▶ [Written task 1]: In the dim sum review, reproduce word for word the passage from "Looking legit, yet" up to and including "taste of shiitake.".
▶ [Written task 2]: Resume the dim sum review after its final sentence and carry the write-up forward.

▶ [Source passage]:
After a late lunch at Neptune Oyster (or was it an early dinner?), we weren't exactly hungry until later that evening. I wonder why we don't call it dunch or linner? I digress. Anyways, being late, we weren't in the mood for traveling far for food. Since we had a steady diet of lobster rolls, clam chowder and burgers for the past few days, it was imperative we changed things up as well. Being located next to Chinatown, it seemed like a good idea to go for some comfort food (because we are Chinese!) nearby. How about Dim Sum for dinner at Winsor? Yes, being from Vancouver, there was a good chance that we wouldn't be impressed, but we had reasonable expectations.
We were actually surprised by the selection considering we were having Dim Sum for dinner. On the topic of comfort food, we got the Preserved Egg and Salted Pork Congee to begin. I found the broth to be decently thick and cooked down while lightly salted. However, there was barely any ingredients to be found. I've never seen preserved egg sliced so thin in my life! As for the pork, it was lean while tender at the same time. Next up was the Xiao Long Bao which were serviceable with all things considered. The dumpling skin was relatively thin except for the top which was not dense either. Inside, there was a decent amount of soup which was mostly one-note being sweet. The meat was pretty loose and lacking in texture.
Looking legit, yet ultimately being rather average, the Ha Gau (shrimp dumplings) featured thick dumpling skin that was doughy and slightly chewy. I found the filling to be texturally okay with a meaty snap while being buttery. However, the flavor was a bit too shrimpy for my tastes. It was quite overwhelming. As for the Siu Mai (pork & shrimp dumpling), the textures were a little off. The chunks of pork were soft and missing the desired rebound texture. There was also very little shrimp to be found. However, flavours were okay though being balanced with the taste of shiitake.

▶ [Source excerpt]:
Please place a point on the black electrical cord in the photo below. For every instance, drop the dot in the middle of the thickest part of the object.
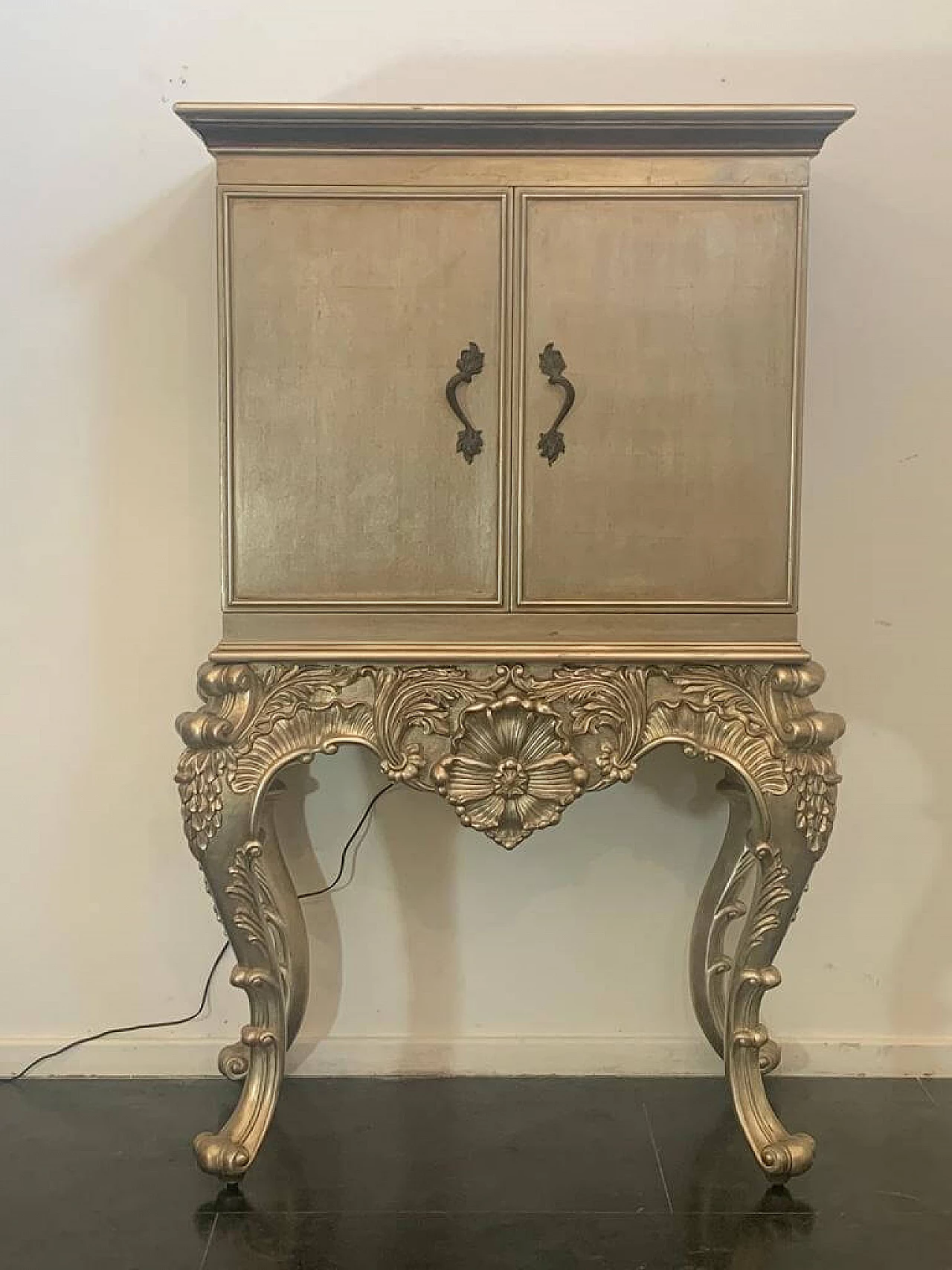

▶ [Exercise result 1]:
Looking legit, yet ultimately being rather average, the Ha Gau (shrimp dumplings) featured thick dumpling skin that was doughy and slightly chewy. I found the filling to be texturally okay with a meaty snap while being buttery. However, the flavor was a bit too shrimpy for my tastes. It was quite overwhelming. As for the Siu Mai (pork & shrimp dumpling), the textures were a little off. The chunks of pork were soft and missing the desired rebound texture. There was also very little shrimp to be found. However, flavours were okay though being balanced with the taste of shiitake.

▶ [Exercise result 2]:
For my offal fix, I ordered the Honeycomb Tripe sitting atop fried tofu. This was a very modest portion sporting strips of bounce textured tripe that rode the fine line between chewy and soft. There was a slight gaminess, but the ample Szechuan-type seasoning helped masked it. Therefore, the dish ate on the spicier side of things. Seemingly not fried enough, the plump Phoenix Talons (chicken feet) featured soft skin and tender cartilage and fat. Other than that, I enjoyed the overall texture of the chicken feet as well as the balanced seasoning (could've used more garlic though).
We got the Steamed Black Bean Spareribs atop rice noodles because we knew the kiddies love rice noodles. Yes, this was a hit with them as they dusted it off. Not sure if the flavors actually penetrated the noodles, but they were soft while still having an elasticity. I found the ribs to be tender with a nice rebound. They were well-seasoned with noticeable garlic and black bean hits. We decided to try the Fried Shrimp Bean Curd Skin Rolls in an attempt to see if my son would eat it. Nope, there was too much cilantro for him and really, for me too. The piece of celery inside was rather strange as it didn't seem to go. As for the shrimp, there was nice bounce to it as well as being sweet.
Our last dish was the Shrimp Mousse Stuffed Eggplant which were served piping hot. We found that the oil was not drained properly from the deep-fry and made the dish really greasy. We were also not sure of what type of sauce was on the plate. The eggplant was nicely textured though being soft without disintegrating. Like the bean curd skin rolls, the shrimp mousse was on point. Overall, the Dim Sum at Winsor was serviceable with all things considered. Would it ever be confused with great Dim Sum? Of course not, but we already knew that going in.
- Fairly large selection
- Serviceable, but not great
- What service?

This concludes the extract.